◆ **Bloque de texto**
****

Una de las cosas más hermosas de ser indios, es que la gente siempre muestra interés por ti y por tu “situación”. Así comienza el sioux Vine Deloria su libro El general Custer murió por vuestros pecados, un manifiesto indio. Cualquier grupo sobre la tierra tiene dificultades, apuros, aprietos o problemas; no obstante, es tradicional que los indios, tengan una “situación”.
Deloria fue un historiador y activista, nació el 23 de marzo de 1933 y publicó varios libros sobre la mirada indígena de la historia norteamericana. Falleció en 2005, a los 72 años. Dedicó su vida a desmitificar la conquista del Oeste, denunciando a la América blanca y a los gobiernos de los Estados Unidos por sus persecuciones, engaños y exterminios, obligando a las Primeras Naciones a firmar pactos militares que nunca respetaron. Algo que por estas latitudes nos es muy familiar.
Con un dejo de humor, el título del libro refiere a una etiqueta que imprimieron las comunidades que decía “Custer murió por vuestra culpa”. La etiqueta refería al Tratado Sioux de 1868, firmado en el Fuerte Laramie, donde los Estados Unidos se comprometieron a conceder el uso libre y sin molestias de tierras a cambio de paz. En las alianzas del Antiguo Testamento, si un pacto se rompía, la única reparación posible era un sacrificio sangriento. El General Custer fue ese sacrificio de sangre que se infligió a los Estados Unidos por no cumplir con el tratado, ese era el principio del slogan.
El Genera George Armstrong Custer nació en 1839 en Ohio, fue hijo de granjeros, cursó sus estudios para ser maestro a los dieciséis años y tras desatarse la guerra civil en 1861, dejó todo y se unió a la milicia. En el imaginario quedó como un héroe atractivo y valiente. Un galán rubio y de ojos claros. Pese a ello, muchos lo recuerdan como un narcisista y mal compañero, por sus bromas pesadas. Con grandes pretensiones de ascender socialmente y en su carrera militar, fue un hombre de sangre fría que arremetió en la masacre de miles de personas, en su mayoría mujeres y niños.

****

◆ **Sección de datos**
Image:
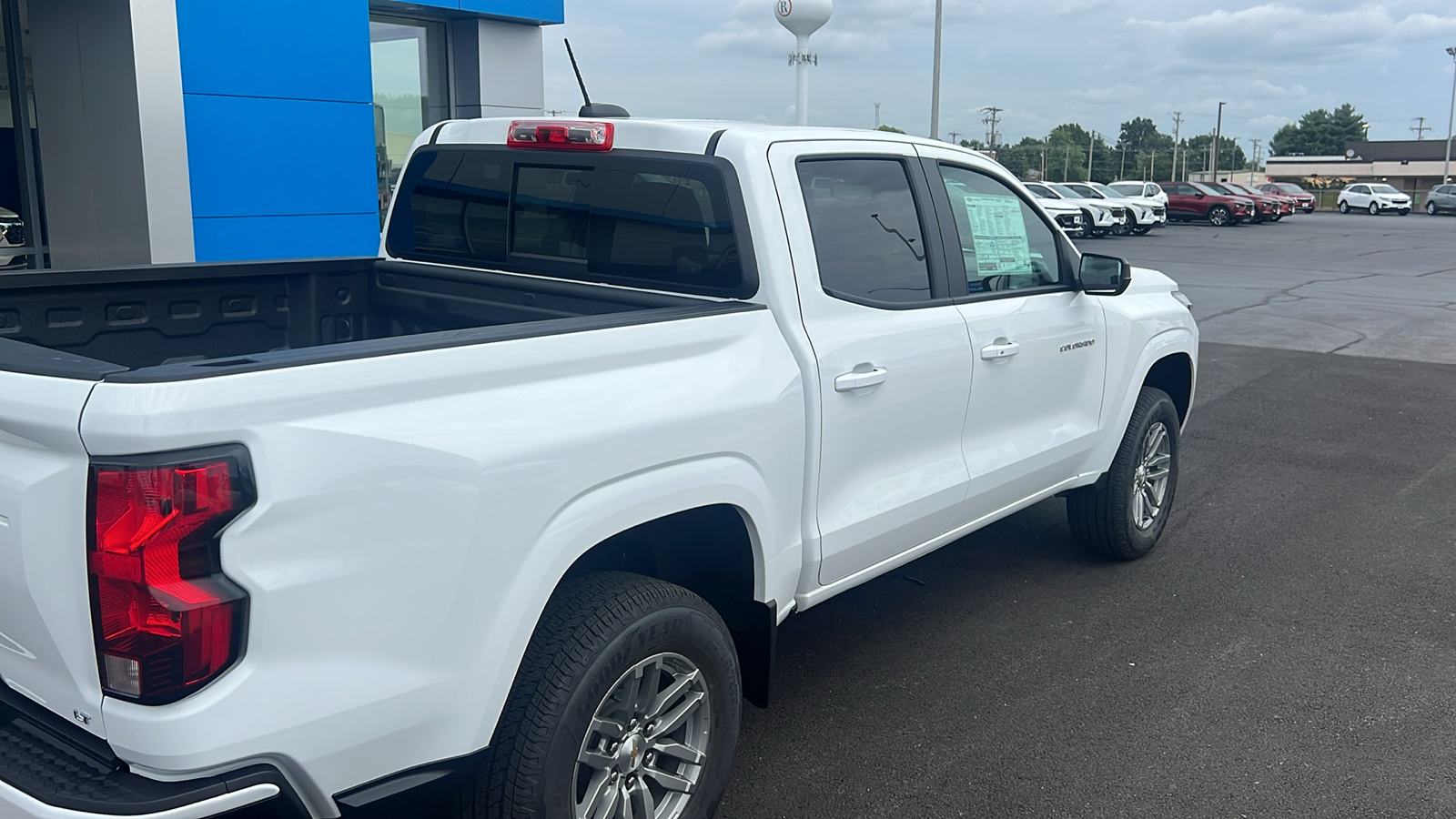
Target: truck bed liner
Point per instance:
(196, 321)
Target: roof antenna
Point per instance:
(601, 111)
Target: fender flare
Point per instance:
(594, 516)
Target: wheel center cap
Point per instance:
(630, 756)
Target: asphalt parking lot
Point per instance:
(1290, 647)
(1354, 285)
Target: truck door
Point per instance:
(1040, 346)
(895, 363)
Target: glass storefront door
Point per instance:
(21, 215)
(411, 91)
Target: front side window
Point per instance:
(1004, 241)
(866, 230)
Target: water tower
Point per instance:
(804, 18)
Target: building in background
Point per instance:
(222, 130)
(1412, 167)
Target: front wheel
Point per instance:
(626, 705)
(1125, 513)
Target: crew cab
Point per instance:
(516, 509)
(1190, 201)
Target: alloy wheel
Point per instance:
(1150, 479)
(647, 743)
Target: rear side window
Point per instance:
(647, 222)
(866, 230)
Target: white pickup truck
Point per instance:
(514, 511)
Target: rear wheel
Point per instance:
(1126, 511)
(626, 705)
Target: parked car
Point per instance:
(1099, 216)
(1266, 207)
(1067, 216)
(1441, 200)
(1147, 213)
(517, 509)
(1302, 198)
(1140, 188)
(1190, 201)
(1375, 198)
(1285, 206)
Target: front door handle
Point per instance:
(999, 350)
(854, 382)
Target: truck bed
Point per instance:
(193, 321)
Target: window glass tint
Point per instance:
(1004, 241)
(652, 223)
(866, 229)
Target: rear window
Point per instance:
(652, 222)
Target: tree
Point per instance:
(1321, 133)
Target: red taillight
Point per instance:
(167, 620)
(562, 136)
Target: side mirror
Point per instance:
(1104, 276)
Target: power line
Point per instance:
(992, 118)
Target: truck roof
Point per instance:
(682, 136)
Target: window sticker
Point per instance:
(999, 235)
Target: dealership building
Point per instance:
(223, 130)
(1412, 167)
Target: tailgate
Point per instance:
(47, 646)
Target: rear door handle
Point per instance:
(1004, 350)
(851, 382)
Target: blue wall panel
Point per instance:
(280, 157)
(286, 238)
(280, 48)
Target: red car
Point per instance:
(1188, 201)
(1286, 205)
(1266, 207)
(1302, 198)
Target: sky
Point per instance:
(1045, 62)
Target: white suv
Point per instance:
(1147, 189)
(1373, 197)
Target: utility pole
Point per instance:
(1218, 135)
(935, 80)
(1177, 127)
(1446, 174)
(992, 118)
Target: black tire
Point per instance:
(1101, 515)
(594, 630)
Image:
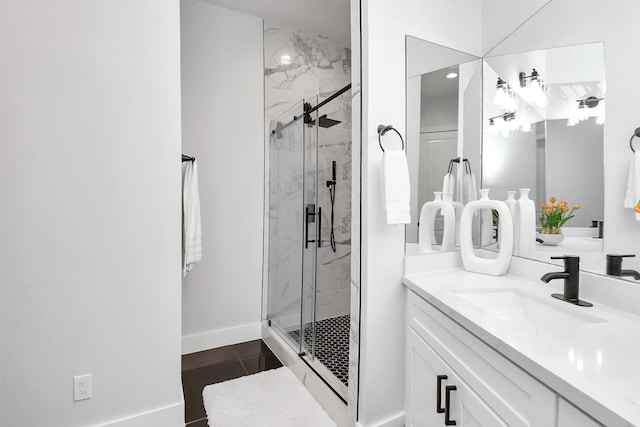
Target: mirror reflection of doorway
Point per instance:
(436, 150)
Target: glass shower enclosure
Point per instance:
(298, 230)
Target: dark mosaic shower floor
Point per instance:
(332, 344)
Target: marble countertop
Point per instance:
(593, 362)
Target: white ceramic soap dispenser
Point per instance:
(426, 233)
(526, 217)
(513, 208)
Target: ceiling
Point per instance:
(329, 18)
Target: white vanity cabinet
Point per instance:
(489, 389)
(437, 395)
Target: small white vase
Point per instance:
(426, 232)
(550, 239)
(486, 222)
(526, 216)
(499, 265)
(512, 203)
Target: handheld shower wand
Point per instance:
(331, 185)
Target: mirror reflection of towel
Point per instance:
(191, 231)
(632, 196)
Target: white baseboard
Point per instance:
(395, 421)
(168, 416)
(221, 337)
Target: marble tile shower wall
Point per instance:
(297, 67)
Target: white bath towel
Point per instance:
(449, 185)
(191, 231)
(633, 185)
(469, 188)
(396, 193)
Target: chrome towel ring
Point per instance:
(382, 129)
(635, 133)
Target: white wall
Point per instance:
(384, 26)
(90, 218)
(222, 113)
(618, 30)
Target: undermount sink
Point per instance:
(515, 305)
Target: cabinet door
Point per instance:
(423, 368)
(570, 416)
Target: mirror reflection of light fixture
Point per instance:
(507, 124)
(587, 108)
(505, 97)
(534, 90)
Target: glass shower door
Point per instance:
(293, 228)
(286, 228)
(313, 221)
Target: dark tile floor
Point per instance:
(218, 365)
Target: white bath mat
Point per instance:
(274, 398)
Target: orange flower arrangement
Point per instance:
(556, 214)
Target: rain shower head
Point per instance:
(325, 122)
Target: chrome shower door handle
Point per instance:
(319, 227)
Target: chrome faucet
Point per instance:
(614, 267)
(571, 276)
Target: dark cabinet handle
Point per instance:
(447, 405)
(439, 408)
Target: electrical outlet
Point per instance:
(82, 387)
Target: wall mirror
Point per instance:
(443, 92)
(561, 138)
(543, 129)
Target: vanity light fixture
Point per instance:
(534, 89)
(505, 97)
(507, 124)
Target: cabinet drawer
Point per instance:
(516, 397)
(423, 368)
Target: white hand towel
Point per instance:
(633, 185)
(396, 194)
(469, 188)
(449, 185)
(191, 231)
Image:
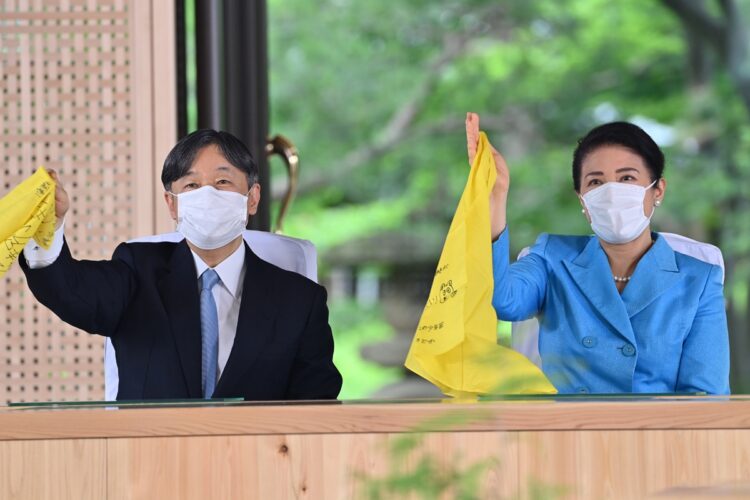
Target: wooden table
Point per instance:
(674, 447)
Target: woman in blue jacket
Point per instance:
(619, 311)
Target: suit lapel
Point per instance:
(179, 293)
(656, 272)
(590, 271)
(254, 325)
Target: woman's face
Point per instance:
(619, 164)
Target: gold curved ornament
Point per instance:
(284, 148)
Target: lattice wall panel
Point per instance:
(65, 102)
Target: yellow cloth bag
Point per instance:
(28, 211)
(455, 345)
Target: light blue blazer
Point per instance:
(666, 332)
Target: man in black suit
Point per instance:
(205, 317)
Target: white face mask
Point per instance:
(616, 211)
(209, 218)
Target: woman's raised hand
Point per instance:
(499, 195)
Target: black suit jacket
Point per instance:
(147, 300)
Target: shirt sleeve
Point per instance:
(704, 365)
(519, 288)
(37, 257)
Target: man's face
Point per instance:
(210, 168)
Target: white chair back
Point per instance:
(288, 253)
(525, 334)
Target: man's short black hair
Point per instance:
(623, 134)
(181, 158)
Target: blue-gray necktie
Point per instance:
(209, 332)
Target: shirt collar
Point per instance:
(230, 270)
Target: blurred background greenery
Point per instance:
(374, 94)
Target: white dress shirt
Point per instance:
(227, 293)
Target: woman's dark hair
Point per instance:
(181, 158)
(621, 134)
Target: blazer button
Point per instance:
(589, 342)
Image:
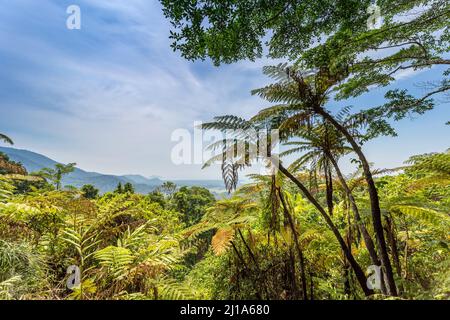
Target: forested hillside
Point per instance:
(323, 221)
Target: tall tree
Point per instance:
(89, 191)
(57, 173)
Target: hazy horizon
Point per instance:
(114, 91)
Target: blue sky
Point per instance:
(109, 96)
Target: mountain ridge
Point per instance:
(34, 161)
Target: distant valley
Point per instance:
(33, 162)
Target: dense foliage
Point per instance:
(131, 246)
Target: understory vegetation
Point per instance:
(266, 241)
(308, 229)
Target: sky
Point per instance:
(109, 96)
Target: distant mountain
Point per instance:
(33, 162)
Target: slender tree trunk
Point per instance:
(297, 245)
(329, 188)
(374, 201)
(355, 266)
(362, 228)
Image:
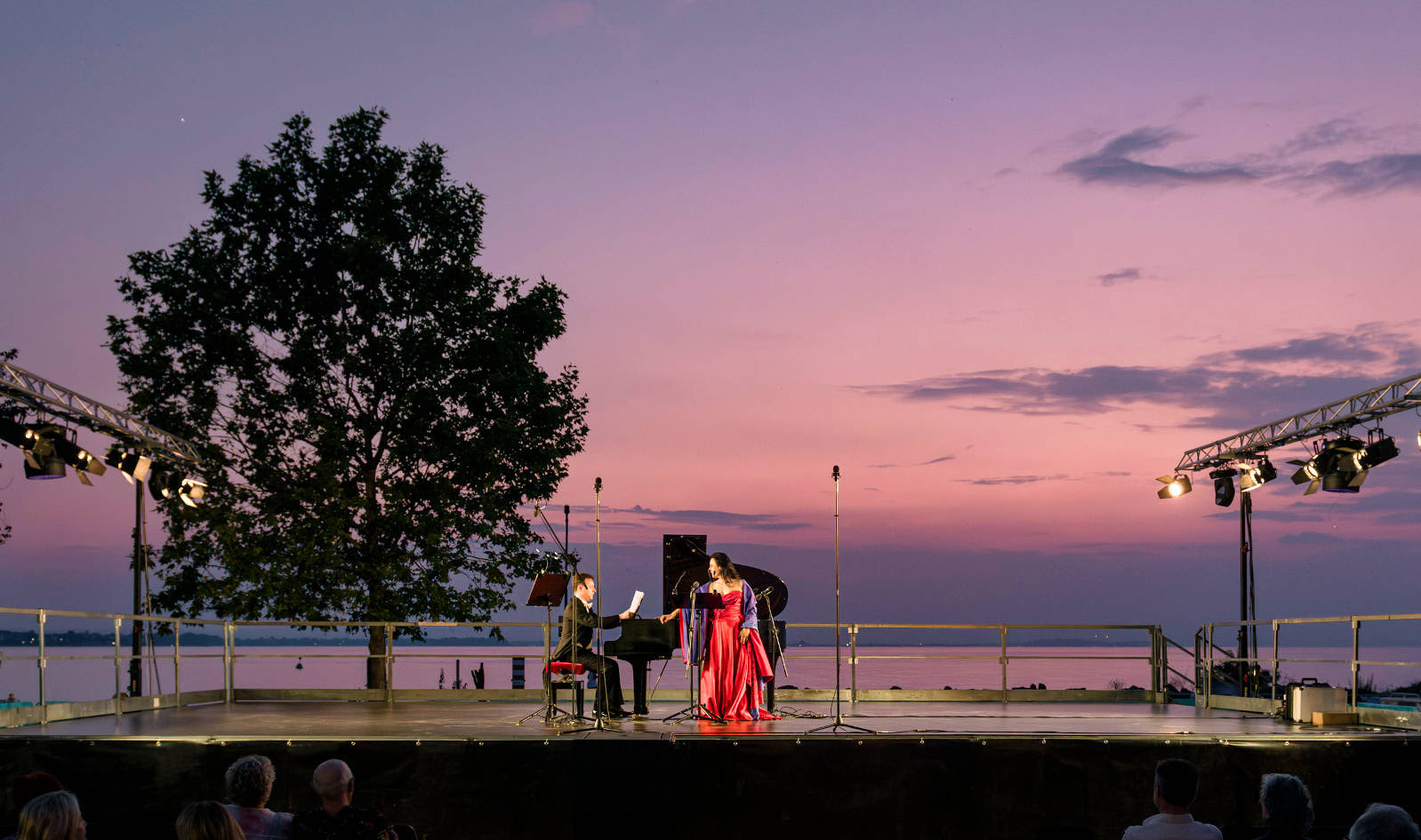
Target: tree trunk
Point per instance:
(375, 662)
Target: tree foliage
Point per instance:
(368, 400)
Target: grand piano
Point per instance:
(682, 564)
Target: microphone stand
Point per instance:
(839, 711)
(694, 667)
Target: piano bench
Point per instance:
(566, 676)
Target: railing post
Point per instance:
(1002, 660)
(44, 709)
(118, 678)
(853, 662)
(178, 664)
(1273, 697)
(1356, 627)
(229, 690)
(389, 664)
(1208, 664)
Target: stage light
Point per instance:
(81, 460)
(1174, 486)
(1254, 478)
(1224, 486)
(1376, 452)
(131, 464)
(190, 491)
(162, 484)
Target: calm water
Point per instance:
(809, 667)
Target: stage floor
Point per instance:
(498, 721)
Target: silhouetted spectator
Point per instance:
(1288, 808)
(52, 816)
(249, 788)
(206, 820)
(1176, 783)
(30, 785)
(337, 819)
(1385, 822)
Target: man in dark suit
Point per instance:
(575, 644)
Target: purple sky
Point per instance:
(1002, 262)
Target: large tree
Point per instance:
(368, 400)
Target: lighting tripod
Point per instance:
(839, 711)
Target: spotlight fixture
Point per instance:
(1224, 486)
(1376, 452)
(1255, 476)
(131, 464)
(81, 460)
(190, 491)
(42, 458)
(1174, 486)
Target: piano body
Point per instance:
(684, 562)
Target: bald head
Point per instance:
(333, 780)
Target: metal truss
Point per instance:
(1333, 417)
(52, 398)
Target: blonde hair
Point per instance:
(208, 820)
(50, 816)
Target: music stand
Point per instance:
(698, 604)
(548, 591)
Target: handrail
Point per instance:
(1003, 652)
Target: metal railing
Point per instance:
(230, 652)
(1211, 664)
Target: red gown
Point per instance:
(734, 674)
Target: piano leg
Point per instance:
(638, 684)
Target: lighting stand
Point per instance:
(839, 709)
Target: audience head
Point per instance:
(333, 780)
(26, 788)
(249, 780)
(1286, 804)
(1176, 780)
(208, 820)
(52, 816)
(1385, 822)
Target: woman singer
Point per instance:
(735, 666)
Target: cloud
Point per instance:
(1288, 165)
(1117, 164)
(1364, 178)
(1120, 276)
(1237, 388)
(1032, 479)
(1016, 479)
(722, 517)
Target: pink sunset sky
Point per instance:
(1000, 262)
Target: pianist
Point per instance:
(575, 644)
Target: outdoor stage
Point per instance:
(945, 769)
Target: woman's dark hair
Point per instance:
(1288, 802)
(727, 570)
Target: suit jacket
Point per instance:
(579, 624)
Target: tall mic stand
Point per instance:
(839, 711)
(696, 709)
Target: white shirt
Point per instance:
(1173, 828)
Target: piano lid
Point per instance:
(684, 562)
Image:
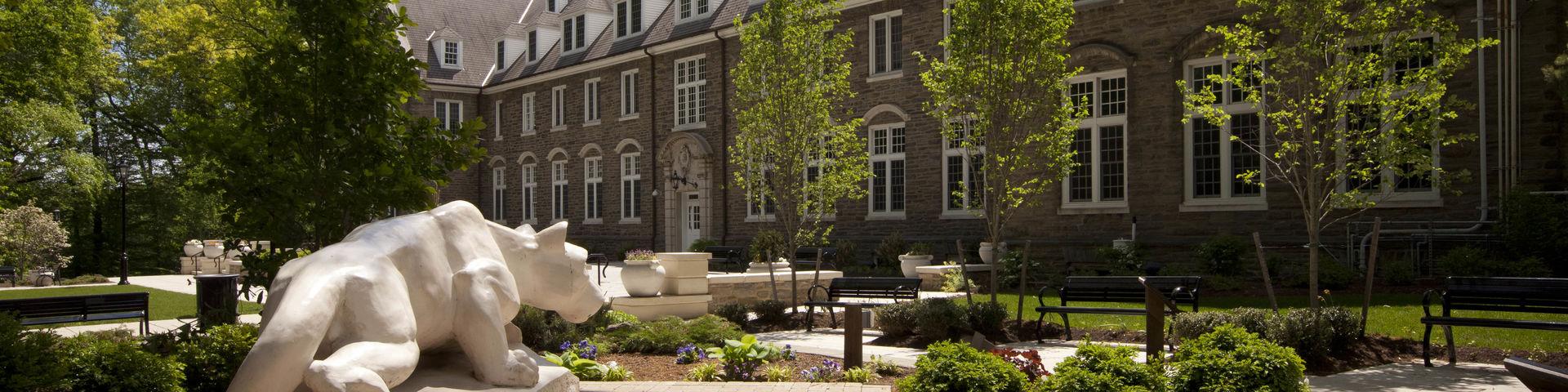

****

◆ **Instrucción escrita**
Cita literalmente el fragmento del texto sobre Deloria y Custer que comienza con "El Genera George" y continúa hasta "mujeres y niños.".

◆ **Respuesta escrita**
El Genera George Armstrong Custer nació en 1839 en Ohio, fue hijo de granjeros, cursó sus estudios para ser maestro a los dieciséis años y tras desatarse la guerra civil en 1861, dejó todo y se unió a la milicia. En el imaginario quedó como un héroe atractivo y valiente. Un galán rubio y de ojos claros. Pese a ello, muchos lo recuerdan como un narcisista y mal compañero, por sus bromas pesadas. Con grandes pretensiones de ascender socialmente y en su carrera militar, fue un hombre de sangre fría que arremetió en la masacre de miles de personas, en su mayoría mujeres y niños.